- **WHAT TO PRODUCE**:
Answer these questions about the wood-fired boiler excerpt:
(a) How far from the Ericson home was the boiler located?
(b) In what year did Utah get its first regulations for wood-fired boilers?
(c) How many such boilers does Karmazyn estimate Utah may have?

- **DOCUMENT EXCERPT**:
================================

But a 2007 study by the Northeast States for Coordinated Air Management found boiler impacts far outweigh their benefits due to their poor combustion design.
"The current generation of OWBs emits at least 20 times more emissions than the current generation of EPA-certified woodstoves, and emits as much particulate matter as 50 to 500 diesel trucks," the study states.
State regulators were caught flat-footed as the first wood-fired boilers were installed about 10 years ago.
In rural areas, the heating systems are less of a problem because the smoke disperses. But along the pollution-choked Wasatch Front, they can create a sort of micro-inversion, according to Joel Karmazyn of the Utah Division of Air Quality. He helped craft Utah's first regulations for wood-fired boilers in 2012.
"There is not enough buoyancy for the smoke to go up the stack. The stack is not heated and the air is cold," Karmazyn said. "The smoke comes out and hangs there and drops. The boilers themselves cause inversions. An inefficient unit is going to create a nuisance."
Utah's rules now bar the installation of new boilers anywhere in urban areas that are out of attainment for fine particulate pollution. Morgan is just outside Salt Lake's non-attainment zone.
In the rest of the state, any boiler sold must be "phase II compliant," meaning they meet high emissions standards set by the U.S. Environmental Protection Agency.
"We maybe have 100 to 150 in Utah. We aren't sure," Karmazyn said. "They aren't that popular in Utah. They are very expensive."
Even though his home was equipped with a central furnace, Willis installed the boiler in late 2006 after informing the Ericsons that it would be fired with natural gas, Clayton Ericson testified. To their dismay they saw the 8-foot stack belch wood smoke after Willis fired it up. The unit was located just 150 feet north, or upwind, from the Ericson home.
Relations between the neighbors quickly soured.
Ericson, who served as the homeowners association president at the time, told his neighbor the boiler violated subdivision covenants and he should switch it to natural gas.
"He didn't care. He was going to do what he wanted to do. He told me, 'Sue me,'" Ericson testified. He alleged Willis turned other neighbors against his family.
Some neighbors did appear in court on Willis' behalf, testifying that the Ericsons had "a reputation for stirring up trouble," and the smoke wasn't a problem.
"We like the smell of the smoke. We burn ourselves," Candace Pope said.
At the time Willis installed his unit, Utah did not have regulations specific to such boilers. But his smoke allegedly exceeded state opacity thresholds and he violated other rules restricting what people can burn.

================================

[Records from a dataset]
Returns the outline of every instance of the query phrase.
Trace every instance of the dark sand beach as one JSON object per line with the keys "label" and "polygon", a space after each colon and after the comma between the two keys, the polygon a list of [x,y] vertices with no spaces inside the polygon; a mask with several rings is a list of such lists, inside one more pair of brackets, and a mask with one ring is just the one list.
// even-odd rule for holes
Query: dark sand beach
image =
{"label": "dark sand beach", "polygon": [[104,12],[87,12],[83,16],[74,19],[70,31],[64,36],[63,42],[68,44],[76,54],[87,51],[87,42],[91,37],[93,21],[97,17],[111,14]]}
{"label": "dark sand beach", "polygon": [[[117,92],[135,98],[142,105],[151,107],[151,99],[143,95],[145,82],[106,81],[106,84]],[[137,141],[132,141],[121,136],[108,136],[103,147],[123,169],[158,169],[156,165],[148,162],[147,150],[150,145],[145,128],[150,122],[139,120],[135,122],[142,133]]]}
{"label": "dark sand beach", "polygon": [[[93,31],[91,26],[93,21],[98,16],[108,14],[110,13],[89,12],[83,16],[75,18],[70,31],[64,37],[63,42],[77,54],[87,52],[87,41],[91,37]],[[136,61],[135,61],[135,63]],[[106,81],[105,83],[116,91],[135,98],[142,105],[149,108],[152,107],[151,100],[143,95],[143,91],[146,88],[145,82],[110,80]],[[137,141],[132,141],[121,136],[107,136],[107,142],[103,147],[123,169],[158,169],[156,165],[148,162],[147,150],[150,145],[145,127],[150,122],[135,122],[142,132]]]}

================================

- **RESPONSE BOX**:
(a) 150 feet north (upwind) of the Ericson home.
(b) 2012.
(c) Perhaps 100 to 150.